» **Entries provided**
# # # # #

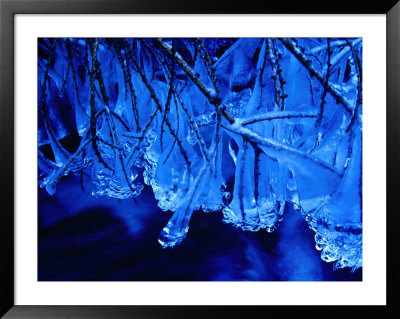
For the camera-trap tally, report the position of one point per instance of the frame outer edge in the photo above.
(7, 10)
(392, 151)
(6, 157)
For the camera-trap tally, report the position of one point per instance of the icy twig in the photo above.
(303, 60)
(275, 116)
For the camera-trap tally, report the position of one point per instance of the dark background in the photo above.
(84, 238)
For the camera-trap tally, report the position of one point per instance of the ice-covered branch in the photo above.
(275, 116)
(305, 62)
(277, 146)
(208, 92)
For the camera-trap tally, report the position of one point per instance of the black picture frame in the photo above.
(9, 8)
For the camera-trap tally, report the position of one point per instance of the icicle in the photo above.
(338, 222)
(176, 229)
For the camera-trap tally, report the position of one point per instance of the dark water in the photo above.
(83, 238)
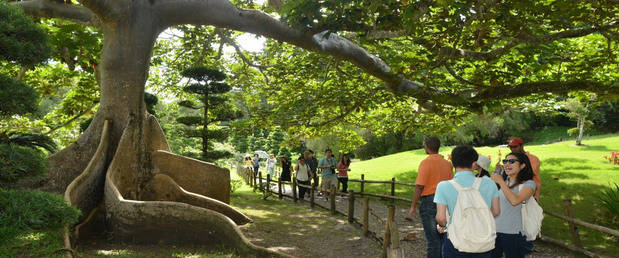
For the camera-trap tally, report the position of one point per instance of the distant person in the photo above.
(510, 239)
(464, 158)
(432, 170)
(517, 145)
(482, 165)
(271, 161)
(329, 178)
(286, 164)
(312, 162)
(342, 172)
(256, 161)
(304, 176)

# # # # #

Your task is to copy the entries in full and exactly, without any images.

For the camera-trap tally, report the position of one point per instance of the frame outer edge in the photo above.
(7, 10)
(392, 151)
(6, 157)
For the camera-trap tally, report the position of one point per instance of the icy twig in the photo above.
(303, 60)
(275, 116)
For the camera-trap tally, report the position of one point per instance of the dark background in the photo above.
(84, 238)
For the camera-trap tally, report the position of one point per instance of the ice-covered branch in the photo above.
(275, 116)
(305, 62)
(277, 146)
(208, 92)
For the camera-trap tally, report the position of one point per instance of the black picture frame in the photo above.
(9, 8)
For the camera-trap tally, report the position of one point per instance of the icicle in the photo above.
(338, 222)
(176, 229)
For the camera-trap tally, report the position of one point per instance of the dark water in the photo above.
(83, 238)
For the camera-trap tally, report the position of one point per instance of the distant person in the photo above.
(510, 239)
(464, 158)
(432, 170)
(517, 145)
(482, 165)
(271, 161)
(329, 178)
(286, 164)
(312, 162)
(342, 172)
(256, 161)
(304, 176)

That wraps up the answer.